* [Exercise]:
Your answer must be an exact transcription of the data, with every picture omitted.

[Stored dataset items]

____________

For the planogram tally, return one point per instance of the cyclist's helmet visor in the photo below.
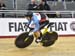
(29, 14)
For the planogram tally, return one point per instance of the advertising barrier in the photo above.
(15, 26)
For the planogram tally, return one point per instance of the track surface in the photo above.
(64, 46)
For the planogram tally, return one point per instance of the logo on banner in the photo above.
(72, 26)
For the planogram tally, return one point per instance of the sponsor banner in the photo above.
(15, 26)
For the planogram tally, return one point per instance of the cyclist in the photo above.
(36, 21)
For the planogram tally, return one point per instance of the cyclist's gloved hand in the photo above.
(31, 33)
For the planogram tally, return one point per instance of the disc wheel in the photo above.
(23, 40)
(49, 39)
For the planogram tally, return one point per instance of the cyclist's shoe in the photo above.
(38, 40)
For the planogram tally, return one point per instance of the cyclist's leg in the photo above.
(43, 24)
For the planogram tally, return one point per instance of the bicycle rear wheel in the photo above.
(23, 40)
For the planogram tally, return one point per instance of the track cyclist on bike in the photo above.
(36, 21)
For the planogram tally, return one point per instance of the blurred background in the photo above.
(55, 8)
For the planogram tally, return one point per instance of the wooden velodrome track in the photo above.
(64, 46)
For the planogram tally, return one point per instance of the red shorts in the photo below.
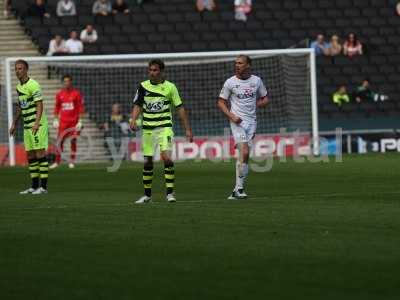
(67, 130)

____________

* [Response]:
For the planogram tally, return one point per instance of the cyclist's helmet visor in the photo below.
(29, 14)
For the planogram tally, return one point per instance of the advertising barrier in the photo above.
(15, 26)
For the planogram tally, return one point per instance of the track surface in the photo above.
(64, 46)
For the planogram tally, return one point per instance of the logo on banner in the photo above.
(72, 26)
For the planogram tally, return one point per instance of the sponsor banner in the photo above.
(15, 26)
For the planogram tally, return one point per instance of the cyclist in the photo above.
(36, 21)
For the planogram tally, return one point per instance of the cyclist's gloved hand in the photo above.
(31, 33)
For the planogram tally, return one point per instance of the disc wheel in the photo above.
(23, 40)
(49, 39)
For the planogram tally, return one point per instance of the cyclist's shoe in the photo above.
(38, 40)
For the planogram tally, return one point per instance of the cyclist's leg in the photo above.
(43, 24)
For the planogram tally, return one point per instance of the bicycle rear wheel in the photo above.
(23, 40)
For the planogram tally, return one point per instance of the track cyclist on bike in the photo above.
(36, 21)
For the planogram tally, return one point per instance of the blurred background in the photo above.
(55, 8)
For the planogram tally, return one point per instance of the wooden velodrome track in the photo above.
(64, 46)
For the planogram tally, return one point per instance of the red shorts in the photo below.
(67, 130)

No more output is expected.